- _Extract to read_:
Last night Adam asked me if I ever wondered why Owen is so much more difficult than our other children at his age. I had to think about it for a sec because although Ian was difficult at two, it was very different because with Ian there was also the developmental delays. The other two were very typical two-year olds. "Personality" was all I could reply to him. Truth is, Owen has been very difficult from day one. He was stubborn soon after birth, refusing to breath correctly even with no obvious reasons why he couldn't. He wouldn't sleep longer than 20 minutes at a time for the first 3 months. He's never wanted to wear clothes or shoes...the list could go on and on. On Sunday I bribed him with a piece of gum to sit on my lap. Not wanting him to have a whole piece, I broke it in half and the crying began. "YOU BROKE IT!! YOU BROKE IT!" I carried him out of the chapel, the whole time he was hitting me in the face and crying that I had broke his gum. I didn't know if I should laugh or cry. While in the foyer an older woman from my ward kindly said "they sure are coming to the earth more stubborn and strong willed these days! It's a good trait if we can guide their spirits in the right direction." It got me thinking about a term I'd heard earlier when I was struggling with Ian; Ephraim's child. Here is an excerpt from the book titled Parenting the Ephraim's child by Deborah Talmadge and Jaime Theler :
You Might Have an Ephraim's Child If:
Upcoming family vacations involving eating out, amusement parks, condos with balconies, plane rides, or car rides give you nightmares.
Silence is a foreshadowing of disaster.
Your child doesn't cry, he wails.
Taking your child to a movie is more of a workout than going to the gym.
You are already exhausted by the end of breakfast.
You are afraid to program your phone's memory dial because you know your child will call grandma at 5:30 a.m. when he bounds out of bed.

- _Data_:
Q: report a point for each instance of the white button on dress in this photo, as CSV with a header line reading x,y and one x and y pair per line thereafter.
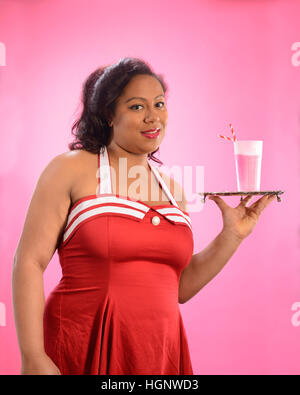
x,y
155,220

- _Given task 1_: Translate into French this sentence from the post about Owen above: "He wouldn't sleep longer than 20 minutes at a time for the first 3 months."
- _Given task 2_:
Answer these questions using the post about Owen above:
(a) What did the writer use to bribe Owen into sitting on her lap on Sunday?
(b) What did the older woman in the foyer say is a good trait if it can be guided in the right direction?
(c) According to the excerpt, at what time would the child call grandma?
- _Given task 3_: Continue the post about Owen above, starting after its final sentence.

- _Written answer 1_: Il ne dormait pas plus de 20 minutes d'affilée pendant les 3 premiers mois.

- _Written answer 2_:
(a) A piece of gum.
(b) Being stubborn and strong-willed.
(c) At 5:30 a.m.

- _Written answer 3_:
Your list of instructions to your child takes five minutes. For example: do not hit your brother, or punch him, or kick him, or push him, or head-butt him, or tackle him, do not get off your bed, take off the blankets, throw pillows, toys, or books into your brother's crib, do not climb on the dresser, pull the clothes out of the drawers, jump on the bed, yell, kick the wall, open the blinds, or take all your clothes off.
Your child's whole world crashes because you cut her waffle into bite-size pieces and she wanted it whole.
During your child's 30 minute TV show he has managed to climb all over every piece of furniture in the room multiple times.
Others look at you, shake their heads and say, "You are in for it."
You receive parenting books for Christmas.
If you find many of these things a big part of your life you probably have an Ephraim's Child. If you still are unsure, here are some questions:
1. Is your child on the go all day?
2. Is it possible (not that he does it often) for your child to sit for long periods of time when doing something he is interested in?
3. Does/did your child have difficulty going to sleep? From infancy did your child sleep very little, i.e. take very short naps, or have difficulty sleeping through the night?
4. Is your child emotional, with no moderate moods? Does your child's intensity seem to build through the day?
5. Does your child remember things for long periods of time?
6. Does your child have areas where his ability to learn is astounding?
7. Is your child's imagination constantly at work? Does he have a never-ending stream of ideas and projects?
8. Does you child have difficulty with not getting his way? Does telling him "no" bring on abnormal crises or long negotiations?
9. Is your child bossy? Do you have to remind him that you are the parent?
10. Does your child have difficulty transitioning from one activity to another?
11. Do others surprisingly have little or no difficulty with your child?
While on any given day ANY child could posses many of these characteristics, I find that Owen and even Ian posses them every day. It's funny because Owen reminds me of Ian only without the intellectual delays. It really does get frustrating at times. I question my parenting skills, I question my housekeeping skills, I question my ability to cope. Maybe, just maybe, it's not me after all!?!?! I mean...I have two other quite well behaved children. Maybe It's time to admit that I have two highly-determined and high spirited children. Maybe It's time I start looking at these as positive characteristics!
"Like those of the tribe of Ephraim, an Ephraim's Child has great determination, energy, and a headstrong will. Ephraim's Children are also often high maintenance, emotional, controlling, and aggravating. What other sources don't tell you is that these children are a special and covenant people. As Hyrum G. Smith declared, "today is the day of Ephraim. These are the children of the final days when strength of character will be so crucial."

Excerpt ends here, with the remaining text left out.